### [Information given]
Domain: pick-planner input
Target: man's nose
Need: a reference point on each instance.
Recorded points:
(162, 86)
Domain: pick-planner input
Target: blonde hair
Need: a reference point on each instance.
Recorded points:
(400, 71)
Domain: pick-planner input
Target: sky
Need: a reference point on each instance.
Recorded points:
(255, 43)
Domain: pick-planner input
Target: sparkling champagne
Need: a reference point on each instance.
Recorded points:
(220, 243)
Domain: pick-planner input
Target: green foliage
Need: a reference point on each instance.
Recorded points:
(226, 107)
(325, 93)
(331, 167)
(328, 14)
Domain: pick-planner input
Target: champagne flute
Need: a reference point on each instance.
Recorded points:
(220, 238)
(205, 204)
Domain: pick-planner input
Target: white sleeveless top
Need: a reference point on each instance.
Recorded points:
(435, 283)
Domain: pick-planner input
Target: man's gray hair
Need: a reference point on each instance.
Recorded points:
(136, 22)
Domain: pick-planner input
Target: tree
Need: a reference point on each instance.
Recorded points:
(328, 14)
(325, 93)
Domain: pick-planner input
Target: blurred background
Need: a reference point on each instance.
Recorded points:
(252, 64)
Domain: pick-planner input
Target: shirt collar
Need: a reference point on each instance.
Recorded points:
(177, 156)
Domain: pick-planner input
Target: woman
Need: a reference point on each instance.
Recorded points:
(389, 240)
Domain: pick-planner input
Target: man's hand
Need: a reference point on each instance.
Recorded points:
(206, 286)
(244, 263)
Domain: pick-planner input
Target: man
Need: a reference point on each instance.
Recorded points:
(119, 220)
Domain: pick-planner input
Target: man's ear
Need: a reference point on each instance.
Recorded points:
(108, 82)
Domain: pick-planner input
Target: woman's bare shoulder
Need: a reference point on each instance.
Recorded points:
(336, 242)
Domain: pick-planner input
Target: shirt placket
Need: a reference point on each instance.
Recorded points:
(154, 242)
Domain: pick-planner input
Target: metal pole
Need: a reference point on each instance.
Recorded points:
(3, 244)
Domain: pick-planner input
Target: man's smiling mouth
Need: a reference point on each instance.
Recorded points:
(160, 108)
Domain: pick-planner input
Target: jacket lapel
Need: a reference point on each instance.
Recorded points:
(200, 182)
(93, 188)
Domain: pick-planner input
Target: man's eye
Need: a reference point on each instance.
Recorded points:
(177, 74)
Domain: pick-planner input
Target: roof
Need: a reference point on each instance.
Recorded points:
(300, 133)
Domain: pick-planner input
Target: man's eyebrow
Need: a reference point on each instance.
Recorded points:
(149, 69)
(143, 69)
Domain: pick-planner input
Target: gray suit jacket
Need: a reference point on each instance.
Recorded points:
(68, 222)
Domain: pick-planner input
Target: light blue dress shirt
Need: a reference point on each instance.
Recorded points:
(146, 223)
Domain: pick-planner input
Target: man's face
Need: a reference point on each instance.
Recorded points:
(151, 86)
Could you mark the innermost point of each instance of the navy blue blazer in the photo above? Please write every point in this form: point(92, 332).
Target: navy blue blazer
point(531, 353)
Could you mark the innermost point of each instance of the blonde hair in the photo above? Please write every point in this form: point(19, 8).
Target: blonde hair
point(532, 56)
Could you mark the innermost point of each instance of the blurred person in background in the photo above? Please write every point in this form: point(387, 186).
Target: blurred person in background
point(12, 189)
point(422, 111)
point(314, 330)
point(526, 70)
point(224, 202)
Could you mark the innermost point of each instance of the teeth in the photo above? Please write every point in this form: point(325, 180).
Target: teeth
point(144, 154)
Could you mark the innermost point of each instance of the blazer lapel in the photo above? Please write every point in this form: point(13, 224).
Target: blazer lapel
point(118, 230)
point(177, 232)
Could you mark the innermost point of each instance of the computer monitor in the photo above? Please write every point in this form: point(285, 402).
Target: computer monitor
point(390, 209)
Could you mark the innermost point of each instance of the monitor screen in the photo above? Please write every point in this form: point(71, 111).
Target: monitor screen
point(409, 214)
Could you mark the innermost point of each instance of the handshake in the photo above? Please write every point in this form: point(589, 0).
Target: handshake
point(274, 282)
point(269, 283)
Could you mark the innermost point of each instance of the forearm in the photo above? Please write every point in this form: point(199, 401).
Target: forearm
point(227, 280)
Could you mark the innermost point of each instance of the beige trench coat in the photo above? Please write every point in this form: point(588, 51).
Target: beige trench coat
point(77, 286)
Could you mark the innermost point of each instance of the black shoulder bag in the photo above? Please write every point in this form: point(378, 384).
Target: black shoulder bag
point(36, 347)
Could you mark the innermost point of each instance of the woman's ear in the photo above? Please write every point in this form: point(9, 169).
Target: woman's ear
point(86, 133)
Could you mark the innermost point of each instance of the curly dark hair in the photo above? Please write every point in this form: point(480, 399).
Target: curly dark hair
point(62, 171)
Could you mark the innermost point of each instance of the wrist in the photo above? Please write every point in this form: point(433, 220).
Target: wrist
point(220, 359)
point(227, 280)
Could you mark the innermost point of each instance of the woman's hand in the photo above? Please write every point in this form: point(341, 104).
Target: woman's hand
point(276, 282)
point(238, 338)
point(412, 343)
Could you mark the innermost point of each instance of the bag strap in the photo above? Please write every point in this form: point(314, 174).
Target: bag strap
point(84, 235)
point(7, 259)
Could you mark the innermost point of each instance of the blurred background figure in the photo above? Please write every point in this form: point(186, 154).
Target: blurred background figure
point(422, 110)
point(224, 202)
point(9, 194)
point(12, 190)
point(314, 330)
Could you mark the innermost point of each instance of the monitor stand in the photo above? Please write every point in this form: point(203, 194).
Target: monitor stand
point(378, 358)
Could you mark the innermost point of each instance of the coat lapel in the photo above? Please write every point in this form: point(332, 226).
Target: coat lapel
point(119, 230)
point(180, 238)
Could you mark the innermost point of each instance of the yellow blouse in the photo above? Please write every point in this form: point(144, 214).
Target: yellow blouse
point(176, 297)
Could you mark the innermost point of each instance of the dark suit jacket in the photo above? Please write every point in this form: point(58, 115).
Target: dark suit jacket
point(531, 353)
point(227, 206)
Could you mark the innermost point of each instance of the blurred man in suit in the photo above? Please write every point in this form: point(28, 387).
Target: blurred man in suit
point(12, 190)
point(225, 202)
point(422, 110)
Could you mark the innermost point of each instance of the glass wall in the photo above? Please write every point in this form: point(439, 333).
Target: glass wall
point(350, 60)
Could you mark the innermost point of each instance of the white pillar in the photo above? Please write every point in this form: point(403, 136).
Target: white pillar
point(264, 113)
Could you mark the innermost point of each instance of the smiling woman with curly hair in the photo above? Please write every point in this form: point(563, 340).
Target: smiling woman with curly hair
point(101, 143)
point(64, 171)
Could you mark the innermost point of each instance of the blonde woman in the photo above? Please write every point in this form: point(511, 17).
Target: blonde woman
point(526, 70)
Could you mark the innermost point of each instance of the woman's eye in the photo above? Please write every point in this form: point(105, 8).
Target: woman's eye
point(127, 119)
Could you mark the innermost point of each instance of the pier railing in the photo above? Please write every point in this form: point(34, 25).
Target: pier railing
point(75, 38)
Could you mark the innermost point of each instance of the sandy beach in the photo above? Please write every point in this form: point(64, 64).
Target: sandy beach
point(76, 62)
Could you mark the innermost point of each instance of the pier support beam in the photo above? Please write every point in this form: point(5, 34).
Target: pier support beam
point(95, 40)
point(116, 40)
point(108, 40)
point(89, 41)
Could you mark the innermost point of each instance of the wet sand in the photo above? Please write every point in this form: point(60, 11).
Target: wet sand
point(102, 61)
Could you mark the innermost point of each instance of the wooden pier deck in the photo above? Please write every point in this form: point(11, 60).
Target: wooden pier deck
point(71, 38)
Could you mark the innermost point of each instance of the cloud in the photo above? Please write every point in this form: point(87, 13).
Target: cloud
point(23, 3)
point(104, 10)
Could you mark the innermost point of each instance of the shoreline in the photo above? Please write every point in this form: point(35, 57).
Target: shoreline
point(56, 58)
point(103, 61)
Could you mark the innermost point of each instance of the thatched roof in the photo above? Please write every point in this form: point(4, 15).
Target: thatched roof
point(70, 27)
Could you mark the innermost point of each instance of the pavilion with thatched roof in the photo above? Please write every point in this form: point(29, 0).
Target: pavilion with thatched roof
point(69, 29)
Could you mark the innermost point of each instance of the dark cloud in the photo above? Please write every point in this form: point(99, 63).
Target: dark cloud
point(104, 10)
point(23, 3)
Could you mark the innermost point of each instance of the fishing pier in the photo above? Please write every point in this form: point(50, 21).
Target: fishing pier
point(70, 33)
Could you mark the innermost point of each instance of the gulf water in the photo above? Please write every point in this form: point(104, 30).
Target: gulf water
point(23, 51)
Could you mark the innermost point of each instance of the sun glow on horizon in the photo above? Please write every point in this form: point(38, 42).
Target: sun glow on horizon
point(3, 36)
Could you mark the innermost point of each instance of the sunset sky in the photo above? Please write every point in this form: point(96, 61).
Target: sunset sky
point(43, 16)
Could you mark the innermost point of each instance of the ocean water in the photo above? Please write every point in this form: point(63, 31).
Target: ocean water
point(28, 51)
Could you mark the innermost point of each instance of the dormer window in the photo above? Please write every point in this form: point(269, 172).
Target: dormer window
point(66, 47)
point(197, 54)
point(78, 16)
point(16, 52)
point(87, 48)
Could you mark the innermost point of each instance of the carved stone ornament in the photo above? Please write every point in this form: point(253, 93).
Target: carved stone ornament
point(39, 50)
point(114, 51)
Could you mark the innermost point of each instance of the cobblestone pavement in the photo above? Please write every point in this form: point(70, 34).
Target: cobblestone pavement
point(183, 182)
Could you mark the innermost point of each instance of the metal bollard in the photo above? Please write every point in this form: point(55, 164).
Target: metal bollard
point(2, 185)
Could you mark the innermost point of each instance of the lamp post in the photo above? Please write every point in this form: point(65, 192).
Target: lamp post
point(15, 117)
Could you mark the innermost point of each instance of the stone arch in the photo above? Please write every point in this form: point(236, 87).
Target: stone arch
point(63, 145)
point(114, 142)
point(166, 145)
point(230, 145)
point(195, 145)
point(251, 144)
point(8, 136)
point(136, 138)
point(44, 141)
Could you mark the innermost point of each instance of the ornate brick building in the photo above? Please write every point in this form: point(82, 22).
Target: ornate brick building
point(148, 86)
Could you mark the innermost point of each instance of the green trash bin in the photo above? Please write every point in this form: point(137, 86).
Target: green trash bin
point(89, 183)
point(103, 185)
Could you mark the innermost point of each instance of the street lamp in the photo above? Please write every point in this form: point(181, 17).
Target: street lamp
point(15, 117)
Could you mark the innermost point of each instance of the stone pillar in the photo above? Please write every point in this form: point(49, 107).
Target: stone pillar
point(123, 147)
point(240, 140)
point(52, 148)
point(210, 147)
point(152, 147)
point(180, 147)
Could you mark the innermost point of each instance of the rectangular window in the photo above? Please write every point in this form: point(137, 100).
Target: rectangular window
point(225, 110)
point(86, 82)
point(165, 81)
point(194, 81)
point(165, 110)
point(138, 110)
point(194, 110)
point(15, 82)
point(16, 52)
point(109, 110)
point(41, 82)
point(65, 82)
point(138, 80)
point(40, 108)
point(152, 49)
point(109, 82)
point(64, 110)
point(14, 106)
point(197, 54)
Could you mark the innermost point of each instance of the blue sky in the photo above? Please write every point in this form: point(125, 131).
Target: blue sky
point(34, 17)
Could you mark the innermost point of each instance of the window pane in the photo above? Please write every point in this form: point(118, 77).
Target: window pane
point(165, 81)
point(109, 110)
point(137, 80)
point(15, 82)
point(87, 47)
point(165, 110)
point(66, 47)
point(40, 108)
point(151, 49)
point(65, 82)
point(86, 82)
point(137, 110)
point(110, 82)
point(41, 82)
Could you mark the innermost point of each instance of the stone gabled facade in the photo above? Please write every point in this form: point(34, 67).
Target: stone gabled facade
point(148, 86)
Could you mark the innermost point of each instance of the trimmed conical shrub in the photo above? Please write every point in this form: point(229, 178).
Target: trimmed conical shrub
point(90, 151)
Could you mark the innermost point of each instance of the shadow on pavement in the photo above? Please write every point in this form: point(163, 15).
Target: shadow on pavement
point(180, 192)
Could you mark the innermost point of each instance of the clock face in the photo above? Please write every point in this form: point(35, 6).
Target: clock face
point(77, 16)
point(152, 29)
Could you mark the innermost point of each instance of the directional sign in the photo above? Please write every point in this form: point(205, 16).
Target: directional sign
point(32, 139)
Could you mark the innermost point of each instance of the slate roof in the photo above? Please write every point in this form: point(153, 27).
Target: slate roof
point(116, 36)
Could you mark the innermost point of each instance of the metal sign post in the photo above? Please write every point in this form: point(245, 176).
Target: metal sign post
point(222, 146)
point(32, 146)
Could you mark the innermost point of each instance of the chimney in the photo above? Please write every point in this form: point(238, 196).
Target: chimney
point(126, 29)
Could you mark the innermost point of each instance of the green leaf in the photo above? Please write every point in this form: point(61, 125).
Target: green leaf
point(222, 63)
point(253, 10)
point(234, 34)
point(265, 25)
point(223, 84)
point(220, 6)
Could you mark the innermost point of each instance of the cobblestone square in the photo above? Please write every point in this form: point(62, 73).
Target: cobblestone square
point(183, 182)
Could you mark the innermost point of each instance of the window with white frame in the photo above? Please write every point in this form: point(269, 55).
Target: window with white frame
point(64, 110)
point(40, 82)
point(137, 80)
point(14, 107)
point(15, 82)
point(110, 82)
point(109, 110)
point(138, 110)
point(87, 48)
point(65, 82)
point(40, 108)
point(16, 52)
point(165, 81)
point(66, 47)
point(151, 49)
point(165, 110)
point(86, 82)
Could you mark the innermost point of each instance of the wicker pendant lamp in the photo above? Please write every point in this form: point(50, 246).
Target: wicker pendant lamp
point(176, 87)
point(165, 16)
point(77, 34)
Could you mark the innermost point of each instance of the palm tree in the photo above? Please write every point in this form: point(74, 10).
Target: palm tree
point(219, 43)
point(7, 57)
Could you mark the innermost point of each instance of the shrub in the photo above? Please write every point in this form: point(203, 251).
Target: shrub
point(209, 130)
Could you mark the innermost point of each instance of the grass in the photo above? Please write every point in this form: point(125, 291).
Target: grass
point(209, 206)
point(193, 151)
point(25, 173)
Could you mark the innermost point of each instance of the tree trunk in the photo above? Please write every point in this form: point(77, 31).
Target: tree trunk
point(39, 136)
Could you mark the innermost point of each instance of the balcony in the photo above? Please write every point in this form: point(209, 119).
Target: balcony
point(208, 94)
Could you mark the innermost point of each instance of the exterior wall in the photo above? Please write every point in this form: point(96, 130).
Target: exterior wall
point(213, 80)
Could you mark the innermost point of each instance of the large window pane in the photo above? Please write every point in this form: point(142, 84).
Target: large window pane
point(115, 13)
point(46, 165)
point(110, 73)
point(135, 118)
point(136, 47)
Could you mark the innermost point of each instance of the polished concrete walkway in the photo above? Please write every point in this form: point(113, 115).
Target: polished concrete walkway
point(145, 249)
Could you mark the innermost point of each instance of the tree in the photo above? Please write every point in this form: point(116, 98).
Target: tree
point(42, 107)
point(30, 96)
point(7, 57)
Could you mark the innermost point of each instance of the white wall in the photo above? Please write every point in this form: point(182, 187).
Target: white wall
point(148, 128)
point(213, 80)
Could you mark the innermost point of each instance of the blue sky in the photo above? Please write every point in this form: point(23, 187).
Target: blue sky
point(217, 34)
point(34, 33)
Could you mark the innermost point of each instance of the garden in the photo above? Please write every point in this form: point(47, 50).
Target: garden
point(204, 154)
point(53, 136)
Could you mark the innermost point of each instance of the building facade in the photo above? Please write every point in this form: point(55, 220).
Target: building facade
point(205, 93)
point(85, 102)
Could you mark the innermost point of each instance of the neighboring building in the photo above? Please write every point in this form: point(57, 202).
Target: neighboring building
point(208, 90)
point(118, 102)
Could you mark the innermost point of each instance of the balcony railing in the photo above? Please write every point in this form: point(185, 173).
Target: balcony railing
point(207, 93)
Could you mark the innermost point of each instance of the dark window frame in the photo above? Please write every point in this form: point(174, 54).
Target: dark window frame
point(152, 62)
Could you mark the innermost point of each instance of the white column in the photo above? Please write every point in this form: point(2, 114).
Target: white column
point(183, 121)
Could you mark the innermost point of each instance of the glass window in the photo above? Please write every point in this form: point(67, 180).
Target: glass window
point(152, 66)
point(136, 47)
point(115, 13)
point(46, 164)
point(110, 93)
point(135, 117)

### [Required task]
Could you give everything from the line containing "form: point(67, 180)." down to the end of the items as a JSON list of strings, one string per line and blank lines left out?

### [Written reply]
[
  "Could you mark the innermost point of each instance of the glass window in the photo above? Please write every point in this form: point(67, 180).",
  "Target: glass window",
  "point(152, 66)",
  "point(136, 47)",
  "point(115, 13)",
  "point(46, 164)",
  "point(110, 93)",
  "point(135, 117)"
]